◆ **Recorded data**:
_____
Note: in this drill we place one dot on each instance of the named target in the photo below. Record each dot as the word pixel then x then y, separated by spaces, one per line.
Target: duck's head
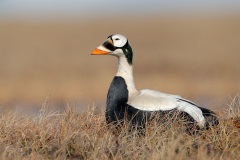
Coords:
pixel 116 45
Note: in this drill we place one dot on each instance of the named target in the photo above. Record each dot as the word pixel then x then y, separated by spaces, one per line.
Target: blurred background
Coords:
pixel 189 48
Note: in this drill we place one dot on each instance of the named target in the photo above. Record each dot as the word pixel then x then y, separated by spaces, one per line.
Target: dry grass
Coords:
pixel 70 135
_____
◆ **Written instruction**: Retype all of the data above word for word, leaving the pictures out.

◆ **Solution for this task**:
Note: in this drill we place one dot on each instance of the named target in the photo below. Record each dot as the word pixel then x then y, separated by spaces, one per line.
Target: duck's head
Coords:
pixel 116 45
Note: in this drill we place one dot on each instance of the named target in the photo above. Record each dot as the word pixel then x then y, separated by spaces, one per line.
Target: blurred background
Coords:
pixel 189 48
Note: in this drill we place one dot on each instance of the named target in the photo above. Record each dot as the word pixel then x then y, separated by spaces, one per line.
Target: dry grass
Coords:
pixel 70 135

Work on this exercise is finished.